# [ページ本文]
▶
そこでユーザーに喜んでもらえるものをつくるために、ユーザーのインサイトを解像度高く理解した上でプロダクト開発に臨むフローや文化をもった上で、ユーザーからフィードバックをもらいながらものづくりに挑める環境は魅力的です。(Voicyなどは熱いファンと一緒にプロダクト開発に臨める環境があります)
インビューした中でも顧客ドリブンでのプロダクト開発に取り組むKanmuのCTO伊藤さんの印象的な発言をピックしておきます。
Kanmuの記事はこちらから
2.改善が「強く」仕組み化されているチーム
スクラム開発などが定着していることもあり、エンジニア組織は一般的な他の組織よりも改善自体が仕組み化されている組織体です。
ただ言葉だけではなく、より「強く」改善が仕組み化されている、徹底されている組織は魅力的です。
記事でも紹介したラクスルのケースでは、毎週の振り返りの品質を向上させるために、Slackにretroチャンネルを設け、課題自体の蓄積をすることで、質の向上にトライしています。
またAnyflowは創業メンバーが全員エンジニアということもあり「問題の原因は仕組みに有り」の考えが徹底されています。例えばZoomの会議のHowtoを一つとっても、小さいな改善が短サイクルでまわっています。
Anyflowの改善の取り組みはこちらの記事から
改善自体は当たり前ですが、それが強いチームは相対的に魅力的と感じられます。
◀
# [データセットの項目]
▶
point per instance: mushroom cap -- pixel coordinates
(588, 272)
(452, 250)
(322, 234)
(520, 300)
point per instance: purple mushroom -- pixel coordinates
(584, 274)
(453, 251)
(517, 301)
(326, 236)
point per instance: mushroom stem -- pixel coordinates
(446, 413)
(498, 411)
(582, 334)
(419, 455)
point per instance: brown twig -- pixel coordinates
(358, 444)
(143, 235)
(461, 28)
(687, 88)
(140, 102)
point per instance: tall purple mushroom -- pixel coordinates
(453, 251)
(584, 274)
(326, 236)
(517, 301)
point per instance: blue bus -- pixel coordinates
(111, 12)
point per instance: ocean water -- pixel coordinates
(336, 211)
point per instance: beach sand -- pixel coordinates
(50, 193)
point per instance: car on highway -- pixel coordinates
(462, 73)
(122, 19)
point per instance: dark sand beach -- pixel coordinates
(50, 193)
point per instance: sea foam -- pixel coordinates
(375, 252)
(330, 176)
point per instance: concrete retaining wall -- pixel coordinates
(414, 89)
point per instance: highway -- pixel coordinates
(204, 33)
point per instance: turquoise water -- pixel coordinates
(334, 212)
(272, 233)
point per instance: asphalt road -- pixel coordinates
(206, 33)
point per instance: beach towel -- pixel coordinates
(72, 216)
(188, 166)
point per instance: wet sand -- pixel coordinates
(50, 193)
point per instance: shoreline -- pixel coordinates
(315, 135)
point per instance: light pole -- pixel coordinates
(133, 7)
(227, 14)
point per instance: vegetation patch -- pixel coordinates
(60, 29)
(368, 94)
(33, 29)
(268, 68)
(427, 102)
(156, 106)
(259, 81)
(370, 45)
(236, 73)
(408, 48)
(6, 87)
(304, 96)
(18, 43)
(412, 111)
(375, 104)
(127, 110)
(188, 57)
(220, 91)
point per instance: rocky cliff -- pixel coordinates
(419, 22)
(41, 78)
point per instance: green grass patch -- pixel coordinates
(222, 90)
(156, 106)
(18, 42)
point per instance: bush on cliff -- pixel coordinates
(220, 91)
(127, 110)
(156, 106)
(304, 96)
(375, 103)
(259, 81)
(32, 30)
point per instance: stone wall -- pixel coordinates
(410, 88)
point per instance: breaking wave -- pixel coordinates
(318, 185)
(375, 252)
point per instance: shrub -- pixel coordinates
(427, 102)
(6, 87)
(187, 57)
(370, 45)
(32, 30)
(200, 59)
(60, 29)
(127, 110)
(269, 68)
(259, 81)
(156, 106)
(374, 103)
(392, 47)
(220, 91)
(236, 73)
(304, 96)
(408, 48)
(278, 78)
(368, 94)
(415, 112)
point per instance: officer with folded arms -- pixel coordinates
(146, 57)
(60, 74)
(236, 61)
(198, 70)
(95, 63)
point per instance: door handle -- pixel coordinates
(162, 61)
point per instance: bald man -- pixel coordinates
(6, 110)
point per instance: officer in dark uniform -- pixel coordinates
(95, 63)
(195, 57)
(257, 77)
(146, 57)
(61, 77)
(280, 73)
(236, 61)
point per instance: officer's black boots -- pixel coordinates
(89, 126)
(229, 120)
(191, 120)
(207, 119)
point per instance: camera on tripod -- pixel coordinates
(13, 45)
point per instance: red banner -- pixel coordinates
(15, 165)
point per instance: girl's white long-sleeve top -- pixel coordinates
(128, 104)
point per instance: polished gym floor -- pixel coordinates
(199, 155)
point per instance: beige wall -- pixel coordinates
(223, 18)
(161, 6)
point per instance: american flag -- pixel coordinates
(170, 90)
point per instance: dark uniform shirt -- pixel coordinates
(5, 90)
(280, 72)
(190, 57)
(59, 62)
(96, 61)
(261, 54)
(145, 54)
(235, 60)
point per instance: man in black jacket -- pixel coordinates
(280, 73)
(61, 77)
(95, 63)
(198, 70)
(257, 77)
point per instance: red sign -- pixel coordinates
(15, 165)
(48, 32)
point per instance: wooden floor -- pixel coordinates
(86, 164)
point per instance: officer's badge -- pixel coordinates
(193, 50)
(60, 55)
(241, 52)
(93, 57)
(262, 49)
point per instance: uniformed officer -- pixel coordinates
◀
# [課題一覧]
A – ページ本文のうち、「そこでユーザーに喜んでもらえ」から「短サイクルでまわっています。」までの部分を一字も変えずに書き写すこと。
B – エンジニア組織の魅力を述べたページ本文の続きを、最後の文の後から書くこと。
レコードはこの作業とは関係ない。

# [解答]
A –
そこでユーザーに喜んでもらえるものをつくるために、ユーザーのインサイトを解像度高く理解した上でプロダクト開発に臨むフローや文化をもった上で、ユーザーからフィードバックをもらいながらものづくりに挑める環境は魅力的です。(Voicyなどは熱いファンと一緒にプロダクト開発に臨める環境があります)
インビューした中でも顧客ドリブンでのプロダクト開発に取り組むKanmuのCTO伊藤さんの印象的な発言をピックしておきます。
Kanmuの記事はこちらから
2.改善が「強く」仕組み化されているチーム
スクラム開発などが定着していることもあり、エンジニア組織は一般的な他の組織よりも改善自体が仕組み化されている組織体です。
ただ言葉だけではなく、より「強く」改善が仕組み化されている、徹底されている組織は魅力的です。
記事でも紹介したラクスルのケースでは、毎週の振り返りの品質を向上させるために、Slackにretroチャンネルを設け、課題自体の蓄積をすることで、質の向上にトライしています。
またAnyflowは創業メンバーが全員エンジニアということもあり「問題の原因は仕組みに有り」の考えが徹底されています。例えばZoomの会議のHowtoを一つとっても、小さいな改善が短サイクルでまわっています。

B –
3.テクノロジーで業務改善を推進できるチーム
エンジニア組織だけではなく、非エンジニア職も含めてテクノロジーによる業務改善・業務効率が推進されているチームは魅力的です。
例えば非エンジニアメンバーがSQLを書けることによって、一緒に仕事をするパートナーとしてストレスが減る。エンジニアとしてより生産的な仕事に集中できるなどのリターンがあります。
本質的にはテクノロジーに強いことではなく「生産性の最大化に投資するカルチャー」自体が魅力的な部分だと言い換えることもできます。
例えばですが、Kanmuでは、社員がSQLやGASを使いこなすだけではなく、月に1回「Tech Day」と題して、その日1日を投資して、テクノロジーを活用した業務改善に社員全員で取り組んでいます。
ここに投資するスタンスがいいですね。Kanmuの記事はこちらから
4.複利で効くものに惜しまずに投資するチーム
短期的な目線で考えると投資対効果があわないが、長期的にみると十分に回収可能であり、複利でジワジワと効いてくるものがあります。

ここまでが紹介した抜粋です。